Referring expression pointing data

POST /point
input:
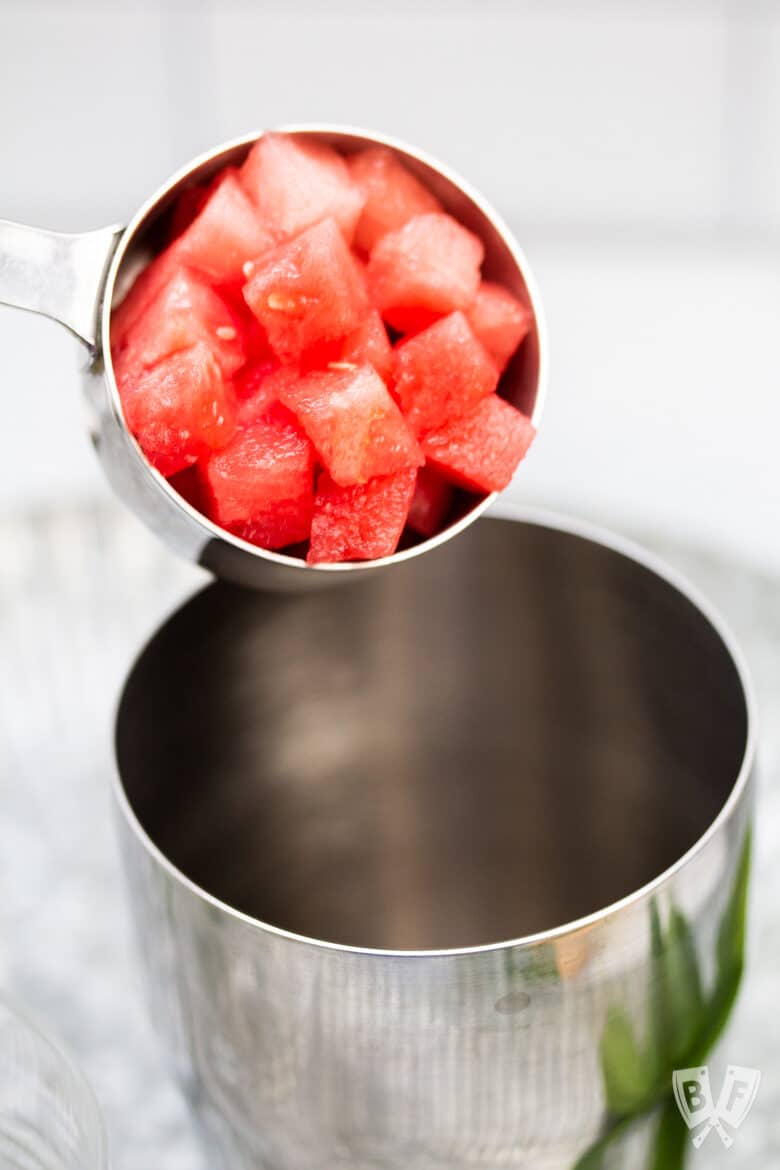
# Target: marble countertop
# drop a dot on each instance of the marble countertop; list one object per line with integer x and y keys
{"x": 80, "y": 592}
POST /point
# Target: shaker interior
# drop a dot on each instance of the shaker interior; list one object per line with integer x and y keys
{"x": 505, "y": 735}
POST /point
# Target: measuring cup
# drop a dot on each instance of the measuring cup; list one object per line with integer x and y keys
{"x": 77, "y": 280}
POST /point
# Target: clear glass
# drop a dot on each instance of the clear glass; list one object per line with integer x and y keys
{"x": 49, "y": 1119}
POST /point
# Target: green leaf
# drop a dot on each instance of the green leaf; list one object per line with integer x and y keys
{"x": 670, "y": 1147}
{"x": 682, "y": 982}
{"x": 629, "y": 1074}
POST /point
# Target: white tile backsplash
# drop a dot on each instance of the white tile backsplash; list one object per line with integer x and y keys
{"x": 611, "y": 135}
{"x": 84, "y": 125}
{"x": 592, "y": 115}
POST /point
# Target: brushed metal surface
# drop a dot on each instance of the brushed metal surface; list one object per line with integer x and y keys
{"x": 78, "y": 279}
{"x": 394, "y": 851}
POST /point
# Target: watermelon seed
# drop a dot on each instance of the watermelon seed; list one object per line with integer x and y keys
{"x": 281, "y": 303}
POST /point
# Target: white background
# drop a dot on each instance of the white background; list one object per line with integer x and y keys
{"x": 634, "y": 146}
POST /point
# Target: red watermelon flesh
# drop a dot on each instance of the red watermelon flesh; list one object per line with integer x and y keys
{"x": 499, "y": 321}
{"x": 180, "y": 410}
{"x": 140, "y": 294}
{"x": 188, "y": 486}
{"x": 481, "y": 451}
{"x": 184, "y": 311}
{"x": 261, "y": 484}
{"x": 353, "y": 422}
{"x": 306, "y": 291}
{"x": 427, "y": 268}
{"x": 363, "y": 522}
{"x": 225, "y": 234}
{"x": 295, "y": 184}
{"x": 441, "y": 373}
{"x": 430, "y": 503}
{"x": 392, "y": 194}
{"x": 254, "y": 377}
{"x": 368, "y": 344}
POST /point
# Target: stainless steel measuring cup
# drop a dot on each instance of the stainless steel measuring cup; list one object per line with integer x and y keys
{"x": 446, "y": 869}
{"x": 77, "y": 279}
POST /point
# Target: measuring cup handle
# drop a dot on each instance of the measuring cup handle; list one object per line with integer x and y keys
{"x": 60, "y": 275}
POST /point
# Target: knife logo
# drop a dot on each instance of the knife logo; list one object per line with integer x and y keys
{"x": 702, "y": 1113}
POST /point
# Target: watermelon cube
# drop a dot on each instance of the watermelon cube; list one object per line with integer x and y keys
{"x": 185, "y": 310}
{"x": 499, "y": 321}
{"x": 392, "y": 194}
{"x": 363, "y": 522}
{"x": 140, "y": 294}
{"x": 188, "y": 484}
{"x": 441, "y": 373}
{"x": 306, "y": 291}
{"x": 295, "y": 184}
{"x": 427, "y": 268}
{"x": 180, "y": 410}
{"x": 481, "y": 451}
{"x": 261, "y": 484}
{"x": 368, "y": 344}
{"x": 430, "y": 503}
{"x": 226, "y": 233}
{"x": 353, "y": 422}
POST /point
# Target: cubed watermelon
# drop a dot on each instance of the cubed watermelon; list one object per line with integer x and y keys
{"x": 368, "y": 344}
{"x": 427, "y": 268}
{"x": 441, "y": 373}
{"x": 392, "y": 194}
{"x": 430, "y": 503}
{"x": 482, "y": 449}
{"x": 188, "y": 484}
{"x": 499, "y": 321}
{"x": 363, "y": 522}
{"x": 225, "y": 234}
{"x": 295, "y": 183}
{"x": 181, "y": 408}
{"x": 184, "y": 311}
{"x": 140, "y": 294}
{"x": 306, "y": 291}
{"x": 261, "y": 484}
{"x": 353, "y": 422}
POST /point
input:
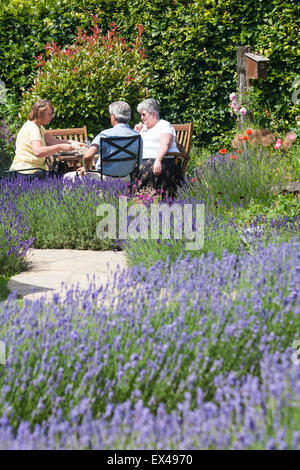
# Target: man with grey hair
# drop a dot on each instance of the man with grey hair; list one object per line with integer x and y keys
{"x": 120, "y": 114}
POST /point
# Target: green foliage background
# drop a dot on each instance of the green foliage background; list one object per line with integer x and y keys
{"x": 190, "y": 48}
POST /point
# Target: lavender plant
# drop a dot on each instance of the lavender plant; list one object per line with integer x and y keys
{"x": 193, "y": 355}
{"x": 6, "y": 146}
{"x": 234, "y": 179}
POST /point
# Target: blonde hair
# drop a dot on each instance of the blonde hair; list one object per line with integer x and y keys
{"x": 38, "y": 109}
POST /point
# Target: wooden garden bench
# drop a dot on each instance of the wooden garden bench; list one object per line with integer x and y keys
{"x": 183, "y": 141}
{"x": 79, "y": 134}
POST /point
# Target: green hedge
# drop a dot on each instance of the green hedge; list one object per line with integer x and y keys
{"x": 190, "y": 47}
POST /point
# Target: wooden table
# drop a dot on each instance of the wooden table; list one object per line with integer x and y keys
{"x": 73, "y": 160}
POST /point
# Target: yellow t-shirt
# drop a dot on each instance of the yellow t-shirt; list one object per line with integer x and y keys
{"x": 24, "y": 156}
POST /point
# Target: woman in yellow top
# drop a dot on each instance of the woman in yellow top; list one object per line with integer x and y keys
{"x": 34, "y": 144}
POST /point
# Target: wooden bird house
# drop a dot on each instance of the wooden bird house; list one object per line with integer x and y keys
{"x": 256, "y": 66}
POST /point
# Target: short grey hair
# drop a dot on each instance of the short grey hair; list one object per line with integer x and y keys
{"x": 121, "y": 110}
{"x": 150, "y": 105}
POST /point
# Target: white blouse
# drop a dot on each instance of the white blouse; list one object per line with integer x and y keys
{"x": 151, "y": 138}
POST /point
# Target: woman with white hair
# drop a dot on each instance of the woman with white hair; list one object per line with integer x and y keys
{"x": 159, "y": 138}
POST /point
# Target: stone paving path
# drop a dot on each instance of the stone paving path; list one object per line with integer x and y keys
{"x": 50, "y": 271}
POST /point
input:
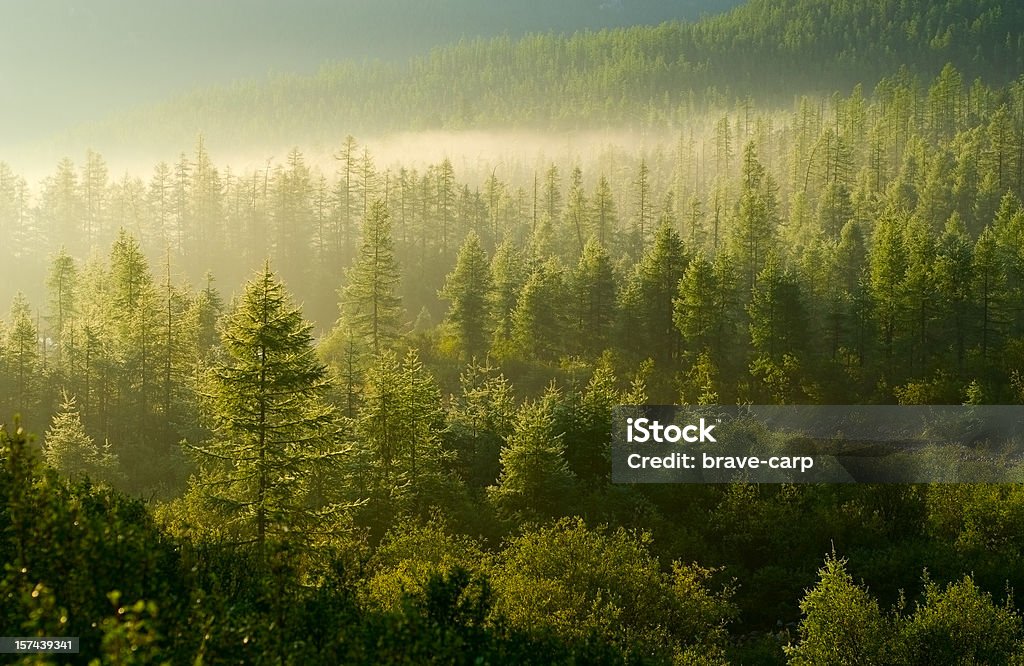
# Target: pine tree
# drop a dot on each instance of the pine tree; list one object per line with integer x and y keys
{"x": 272, "y": 429}
{"x": 536, "y": 480}
{"x": 539, "y": 319}
{"x": 369, "y": 302}
{"x": 20, "y": 355}
{"x": 469, "y": 288}
{"x": 594, "y": 306}
{"x": 72, "y": 452}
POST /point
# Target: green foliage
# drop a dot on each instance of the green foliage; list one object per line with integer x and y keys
{"x": 842, "y": 622}
{"x": 581, "y": 582}
{"x": 369, "y": 301}
{"x": 73, "y": 453}
{"x": 961, "y": 624}
{"x": 536, "y": 480}
{"x": 469, "y": 290}
{"x": 273, "y": 434}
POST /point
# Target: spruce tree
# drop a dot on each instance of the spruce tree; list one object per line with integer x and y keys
{"x": 272, "y": 429}
{"x": 469, "y": 289}
{"x": 369, "y": 302}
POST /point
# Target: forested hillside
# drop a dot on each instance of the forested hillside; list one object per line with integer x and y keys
{"x": 367, "y": 408}
{"x": 641, "y": 77}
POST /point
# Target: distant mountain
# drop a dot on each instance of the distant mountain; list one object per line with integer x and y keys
{"x": 62, "y": 61}
{"x": 768, "y": 49}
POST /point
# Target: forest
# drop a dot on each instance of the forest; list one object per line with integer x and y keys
{"x": 342, "y": 411}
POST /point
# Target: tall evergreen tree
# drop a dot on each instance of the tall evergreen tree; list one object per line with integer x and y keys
{"x": 272, "y": 428}
{"x": 369, "y": 302}
{"x": 469, "y": 288}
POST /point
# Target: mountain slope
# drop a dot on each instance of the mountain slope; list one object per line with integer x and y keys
{"x": 641, "y": 75}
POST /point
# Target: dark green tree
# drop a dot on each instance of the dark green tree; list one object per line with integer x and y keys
{"x": 272, "y": 428}
{"x": 469, "y": 290}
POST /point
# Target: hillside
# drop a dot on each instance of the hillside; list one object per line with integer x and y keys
{"x": 638, "y": 76}
{"x": 64, "y": 63}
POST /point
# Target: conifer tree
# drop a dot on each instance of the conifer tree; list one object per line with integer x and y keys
{"x": 72, "y": 452}
{"x": 469, "y": 288}
{"x": 272, "y": 428}
{"x": 369, "y": 301}
{"x": 535, "y": 480}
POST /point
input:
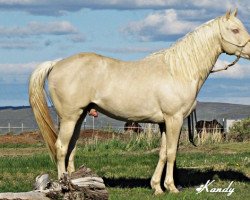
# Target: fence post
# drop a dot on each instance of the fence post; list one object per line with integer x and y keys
{"x": 93, "y": 123}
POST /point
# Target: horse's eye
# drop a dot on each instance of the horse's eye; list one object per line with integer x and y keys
{"x": 235, "y": 30}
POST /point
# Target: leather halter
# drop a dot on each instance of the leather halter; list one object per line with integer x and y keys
{"x": 237, "y": 58}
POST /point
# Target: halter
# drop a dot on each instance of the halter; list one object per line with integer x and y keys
{"x": 237, "y": 58}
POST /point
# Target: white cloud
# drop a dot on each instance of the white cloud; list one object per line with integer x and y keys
{"x": 235, "y": 72}
{"x": 164, "y": 25}
{"x": 39, "y": 28}
{"x": 59, "y": 7}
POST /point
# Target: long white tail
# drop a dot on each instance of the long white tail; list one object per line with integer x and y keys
{"x": 40, "y": 107}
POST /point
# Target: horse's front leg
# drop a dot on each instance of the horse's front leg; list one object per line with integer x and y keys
{"x": 173, "y": 125}
{"x": 156, "y": 178}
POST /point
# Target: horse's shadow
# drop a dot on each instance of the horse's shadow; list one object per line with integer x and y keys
{"x": 183, "y": 177}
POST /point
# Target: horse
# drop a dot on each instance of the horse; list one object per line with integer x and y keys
{"x": 133, "y": 126}
{"x": 120, "y": 89}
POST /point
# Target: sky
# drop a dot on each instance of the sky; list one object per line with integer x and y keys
{"x": 34, "y": 31}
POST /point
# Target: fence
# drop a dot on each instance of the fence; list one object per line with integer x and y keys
{"x": 9, "y": 128}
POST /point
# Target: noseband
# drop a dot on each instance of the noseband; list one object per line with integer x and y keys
{"x": 237, "y": 58}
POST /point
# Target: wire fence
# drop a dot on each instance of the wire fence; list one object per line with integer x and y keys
{"x": 17, "y": 129}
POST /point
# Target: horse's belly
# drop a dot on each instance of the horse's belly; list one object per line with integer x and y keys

§ Task item: Figure out how many lines above include the string "belly", then report that number and nothing else.

§ Exercise response: 2